■ **REQUEST**
Count how many lines of the listing below contain the string "trunk", matching case, and give only that number.

----

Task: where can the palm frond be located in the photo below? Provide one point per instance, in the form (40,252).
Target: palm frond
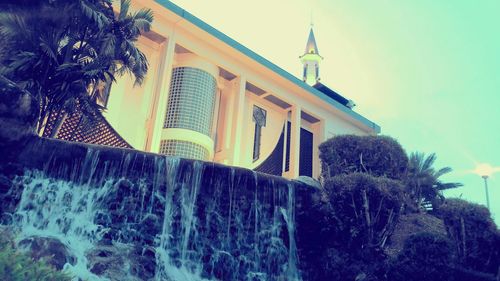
(443,171)
(124,7)
(429,161)
(448,185)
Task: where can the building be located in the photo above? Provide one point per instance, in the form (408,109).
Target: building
(208,97)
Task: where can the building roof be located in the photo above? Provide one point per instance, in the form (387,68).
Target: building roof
(311,46)
(331,93)
(249,53)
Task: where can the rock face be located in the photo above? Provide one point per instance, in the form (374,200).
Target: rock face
(127,215)
(51,250)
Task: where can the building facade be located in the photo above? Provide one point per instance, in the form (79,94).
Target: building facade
(208,97)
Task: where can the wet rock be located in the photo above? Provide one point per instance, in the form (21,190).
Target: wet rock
(150,225)
(122,262)
(5,185)
(51,250)
(144,262)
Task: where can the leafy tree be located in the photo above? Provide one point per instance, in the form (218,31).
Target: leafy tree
(375,155)
(17,266)
(425,256)
(422,179)
(473,233)
(66,50)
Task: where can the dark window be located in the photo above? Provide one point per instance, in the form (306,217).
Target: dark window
(273,164)
(287,156)
(306,151)
(259,117)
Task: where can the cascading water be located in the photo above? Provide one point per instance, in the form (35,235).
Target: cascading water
(146,217)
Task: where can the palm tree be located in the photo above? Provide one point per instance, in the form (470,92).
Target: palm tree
(65,49)
(422,180)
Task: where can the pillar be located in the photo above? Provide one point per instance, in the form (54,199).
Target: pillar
(188,121)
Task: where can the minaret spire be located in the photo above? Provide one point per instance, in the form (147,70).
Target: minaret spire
(310,59)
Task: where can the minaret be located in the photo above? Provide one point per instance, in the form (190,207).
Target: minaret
(310,59)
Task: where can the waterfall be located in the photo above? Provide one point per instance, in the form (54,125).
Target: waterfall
(133,216)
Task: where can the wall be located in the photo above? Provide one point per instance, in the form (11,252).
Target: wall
(129,106)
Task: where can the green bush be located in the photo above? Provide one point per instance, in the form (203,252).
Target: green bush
(376,155)
(474,234)
(425,257)
(16,266)
(365,208)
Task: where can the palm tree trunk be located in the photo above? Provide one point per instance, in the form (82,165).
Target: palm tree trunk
(61,117)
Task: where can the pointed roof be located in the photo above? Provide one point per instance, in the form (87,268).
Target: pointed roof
(311,46)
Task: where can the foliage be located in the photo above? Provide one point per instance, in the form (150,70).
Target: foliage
(17,266)
(474,234)
(66,50)
(376,155)
(365,208)
(425,256)
(422,180)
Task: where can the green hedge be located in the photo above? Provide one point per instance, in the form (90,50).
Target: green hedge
(425,257)
(471,225)
(365,208)
(376,155)
(16,266)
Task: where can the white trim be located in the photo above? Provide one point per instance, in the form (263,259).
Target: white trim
(190,136)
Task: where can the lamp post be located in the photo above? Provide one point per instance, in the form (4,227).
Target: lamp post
(485,177)
(485,171)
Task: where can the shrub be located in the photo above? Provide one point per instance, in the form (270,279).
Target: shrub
(425,256)
(376,155)
(473,233)
(365,208)
(16,266)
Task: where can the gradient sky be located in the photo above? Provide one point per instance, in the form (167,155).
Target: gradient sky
(427,71)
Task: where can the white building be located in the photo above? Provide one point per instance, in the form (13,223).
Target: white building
(208,97)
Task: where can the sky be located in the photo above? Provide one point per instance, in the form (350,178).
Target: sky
(427,72)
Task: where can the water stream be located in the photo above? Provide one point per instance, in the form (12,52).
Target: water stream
(201,221)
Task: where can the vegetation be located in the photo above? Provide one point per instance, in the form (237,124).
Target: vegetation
(378,156)
(474,234)
(365,208)
(368,184)
(425,257)
(422,180)
(16,266)
(66,50)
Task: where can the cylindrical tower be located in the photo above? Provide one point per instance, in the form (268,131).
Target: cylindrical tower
(190,108)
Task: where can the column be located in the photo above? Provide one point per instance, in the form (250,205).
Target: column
(188,121)
(162,90)
(238,121)
(295,121)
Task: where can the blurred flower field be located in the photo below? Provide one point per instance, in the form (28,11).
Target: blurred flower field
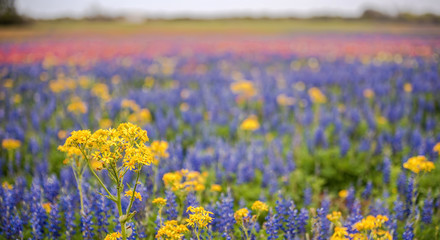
(278,136)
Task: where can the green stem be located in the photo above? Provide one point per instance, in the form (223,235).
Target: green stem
(197,235)
(119,203)
(96,176)
(155,170)
(81,197)
(100,181)
(134,191)
(245,231)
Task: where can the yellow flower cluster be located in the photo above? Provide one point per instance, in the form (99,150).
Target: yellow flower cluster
(113,236)
(171,230)
(47,207)
(77,106)
(159,150)
(316,95)
(137,195)
(216,188)
(407,87)
(6,185)
(160,202)
(370,223)
(244,88)
(340,233)
(126,143)
(437,148)
(334,216)
(378,234)
(241,215)
(250,124)
(185,180)
(419,164)
(11,144)
(259,207)
(368,93)
(199,217)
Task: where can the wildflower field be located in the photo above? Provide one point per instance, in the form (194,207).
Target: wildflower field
(212,133)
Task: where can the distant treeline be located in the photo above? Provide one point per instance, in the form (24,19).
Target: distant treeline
(9,16)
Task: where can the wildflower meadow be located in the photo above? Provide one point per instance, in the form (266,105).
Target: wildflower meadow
(302,136)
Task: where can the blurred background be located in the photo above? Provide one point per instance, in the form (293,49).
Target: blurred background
(279,16)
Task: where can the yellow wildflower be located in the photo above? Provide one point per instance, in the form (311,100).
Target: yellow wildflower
(250,123)
(6,185)
(419,164)
(11,144)
(259,207)
(216,188)
(340,233)
(407,87)
(9,83)
(368,93)
(334,216)
(245,88)
(160,202)
(343,193)
(437,148)
(370,223)
(47,207)
(105,123)
(199,217)
(241,215)
(316,95)
(113,236)
(97,165)
(172,230)
(137,195)
(159,150)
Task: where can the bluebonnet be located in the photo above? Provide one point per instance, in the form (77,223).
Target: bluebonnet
(411,192)
(386,170)
(87,228)
(350,197)
(272,226)
(354,217)
(367,191)
(307,196)
(54,219)
(324,223)
(408,234)
(51,188)
(428,210)
(171,207)
(399,209)
(67,207)
(38,220)
(401,184)
(225,214)
(301,220)
(101,211)
(291,224)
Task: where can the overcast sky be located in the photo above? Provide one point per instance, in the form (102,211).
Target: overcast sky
(211,8)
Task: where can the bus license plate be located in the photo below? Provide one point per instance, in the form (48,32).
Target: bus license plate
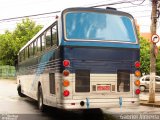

----

■ **RESPONSE TO THIS TASK**
2